* **TASK STATEMENT**: Transcribe the passage about Queen Jangryeol between "Queen Jangryeol (장렬왕후" and "Sun, King Sukjong.", inclusive.

* **PAGE TEXT**:
=====
Queen Jangryeol (장렬왕후 조씨; 16 December 1624 – 20 September 1688), of the Yangju Jo clan, was a posthumous name bestowed to the wife and second queen consort of Yi Jong, King Injo, the 16th Joseon monarch. She was queen consort of Joseon from 1638 until her husband's death in 1649, after which she was honoured as Queen Dowager Jaui (자의왕대비) during the reign of her step-son Yi Ho, King Hyojong, and as Grand Queen Dowager Jaui (자의대왕대비) during the reign of her step-grandson Yi Yeon, King Hyeonjong and her step-great-grandson Yi Sun, King Sukjong.
=====
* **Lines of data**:
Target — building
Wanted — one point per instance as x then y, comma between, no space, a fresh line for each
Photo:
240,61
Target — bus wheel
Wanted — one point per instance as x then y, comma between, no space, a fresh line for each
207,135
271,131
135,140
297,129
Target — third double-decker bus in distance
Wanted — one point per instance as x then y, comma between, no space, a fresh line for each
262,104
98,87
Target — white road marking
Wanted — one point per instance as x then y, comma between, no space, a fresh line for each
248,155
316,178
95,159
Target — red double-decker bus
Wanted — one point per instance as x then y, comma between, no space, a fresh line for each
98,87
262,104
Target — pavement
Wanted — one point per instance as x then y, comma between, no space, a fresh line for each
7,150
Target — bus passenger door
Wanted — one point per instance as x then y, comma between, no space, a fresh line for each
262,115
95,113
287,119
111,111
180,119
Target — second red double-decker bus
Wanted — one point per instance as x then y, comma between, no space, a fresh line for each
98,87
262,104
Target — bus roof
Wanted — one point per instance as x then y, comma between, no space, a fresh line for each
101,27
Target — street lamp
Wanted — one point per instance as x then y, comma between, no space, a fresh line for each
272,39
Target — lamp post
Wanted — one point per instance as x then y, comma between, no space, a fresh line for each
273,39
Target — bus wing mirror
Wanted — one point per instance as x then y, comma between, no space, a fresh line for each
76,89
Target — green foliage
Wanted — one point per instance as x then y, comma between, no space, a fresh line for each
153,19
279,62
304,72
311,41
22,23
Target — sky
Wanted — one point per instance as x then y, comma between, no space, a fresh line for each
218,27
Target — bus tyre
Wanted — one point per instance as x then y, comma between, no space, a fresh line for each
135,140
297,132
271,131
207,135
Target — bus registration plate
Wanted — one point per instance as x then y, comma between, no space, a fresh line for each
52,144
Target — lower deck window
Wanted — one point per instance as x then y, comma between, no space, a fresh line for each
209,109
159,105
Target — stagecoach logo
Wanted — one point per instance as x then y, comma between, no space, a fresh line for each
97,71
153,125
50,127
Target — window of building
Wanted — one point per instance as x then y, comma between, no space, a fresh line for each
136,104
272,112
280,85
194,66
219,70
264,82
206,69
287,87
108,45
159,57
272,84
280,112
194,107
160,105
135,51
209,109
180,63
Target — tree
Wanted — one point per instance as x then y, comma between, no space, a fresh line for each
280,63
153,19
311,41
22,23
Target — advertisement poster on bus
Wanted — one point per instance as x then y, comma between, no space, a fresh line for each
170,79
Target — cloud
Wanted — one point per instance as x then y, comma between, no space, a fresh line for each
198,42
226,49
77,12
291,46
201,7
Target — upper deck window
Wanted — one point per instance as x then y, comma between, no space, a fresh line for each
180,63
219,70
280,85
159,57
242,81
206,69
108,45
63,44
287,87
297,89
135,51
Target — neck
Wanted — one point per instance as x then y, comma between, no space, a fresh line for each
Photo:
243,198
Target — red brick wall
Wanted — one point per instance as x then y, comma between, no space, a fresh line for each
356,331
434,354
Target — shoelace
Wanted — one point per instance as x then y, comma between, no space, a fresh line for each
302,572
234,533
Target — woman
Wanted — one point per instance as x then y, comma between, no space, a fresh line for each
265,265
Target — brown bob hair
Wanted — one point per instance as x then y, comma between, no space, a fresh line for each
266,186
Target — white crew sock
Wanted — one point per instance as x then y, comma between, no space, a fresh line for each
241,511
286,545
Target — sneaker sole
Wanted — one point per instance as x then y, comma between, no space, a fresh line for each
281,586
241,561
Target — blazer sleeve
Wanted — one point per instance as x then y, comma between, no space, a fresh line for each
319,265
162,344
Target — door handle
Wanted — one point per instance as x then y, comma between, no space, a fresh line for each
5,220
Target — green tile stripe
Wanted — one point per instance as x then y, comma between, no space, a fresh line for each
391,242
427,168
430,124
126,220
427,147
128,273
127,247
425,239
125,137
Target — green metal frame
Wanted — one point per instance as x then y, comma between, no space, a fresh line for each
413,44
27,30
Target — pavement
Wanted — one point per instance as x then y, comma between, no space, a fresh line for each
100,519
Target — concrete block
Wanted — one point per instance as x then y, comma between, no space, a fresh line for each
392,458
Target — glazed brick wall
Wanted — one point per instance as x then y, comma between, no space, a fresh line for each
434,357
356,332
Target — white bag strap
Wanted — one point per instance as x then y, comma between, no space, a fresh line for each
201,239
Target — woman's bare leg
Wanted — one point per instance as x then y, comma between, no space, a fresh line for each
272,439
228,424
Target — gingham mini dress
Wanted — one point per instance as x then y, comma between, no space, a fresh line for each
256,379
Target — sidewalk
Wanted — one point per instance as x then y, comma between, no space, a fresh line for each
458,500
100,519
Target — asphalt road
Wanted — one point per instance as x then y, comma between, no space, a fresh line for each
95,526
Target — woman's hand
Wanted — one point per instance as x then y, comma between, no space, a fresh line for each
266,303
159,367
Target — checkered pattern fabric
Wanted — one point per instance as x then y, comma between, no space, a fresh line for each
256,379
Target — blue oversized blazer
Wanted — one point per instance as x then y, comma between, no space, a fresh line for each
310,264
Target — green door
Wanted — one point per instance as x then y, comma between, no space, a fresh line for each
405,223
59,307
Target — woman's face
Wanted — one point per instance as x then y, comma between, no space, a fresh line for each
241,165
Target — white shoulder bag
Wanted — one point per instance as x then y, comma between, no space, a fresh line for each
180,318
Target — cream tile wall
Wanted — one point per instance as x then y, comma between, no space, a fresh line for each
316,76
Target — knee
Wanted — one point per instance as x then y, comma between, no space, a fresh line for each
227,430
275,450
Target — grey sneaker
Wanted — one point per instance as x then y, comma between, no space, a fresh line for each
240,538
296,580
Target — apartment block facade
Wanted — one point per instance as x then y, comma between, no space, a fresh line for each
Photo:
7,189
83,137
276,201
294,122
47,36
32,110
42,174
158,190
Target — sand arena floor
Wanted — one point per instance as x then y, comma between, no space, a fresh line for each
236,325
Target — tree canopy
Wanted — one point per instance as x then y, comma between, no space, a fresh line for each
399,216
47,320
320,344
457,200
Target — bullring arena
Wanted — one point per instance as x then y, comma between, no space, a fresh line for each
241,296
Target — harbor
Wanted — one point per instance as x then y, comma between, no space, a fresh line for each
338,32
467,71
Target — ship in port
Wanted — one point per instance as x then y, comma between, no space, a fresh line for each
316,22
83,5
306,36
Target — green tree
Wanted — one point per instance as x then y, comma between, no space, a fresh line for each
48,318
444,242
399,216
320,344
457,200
=====
* **THE RESULT**:
Queen Jangryeol (장렬왕후 조씨; 16 December 1624 – 20 September 1688), of the Yangju Jo clan, was a posthumous name bestowed to the wife and second queen consort of Yi Jong, King Injo, the 16th Joseon monarch. She was queen consort of Joseon from 1638 until her husband's death in 1649, after which she was honoured as Queen Dowager Jaui (자의왕대비) during the reign of her step-son Yi Ho, King Hyojong, and as Grand Queen Dowager Jaui (자의대왕대비) during the reign of her step-grandson Yi Yeon, King Hyeonjong and her step-great-grandson Yi Sun, King Sukjong.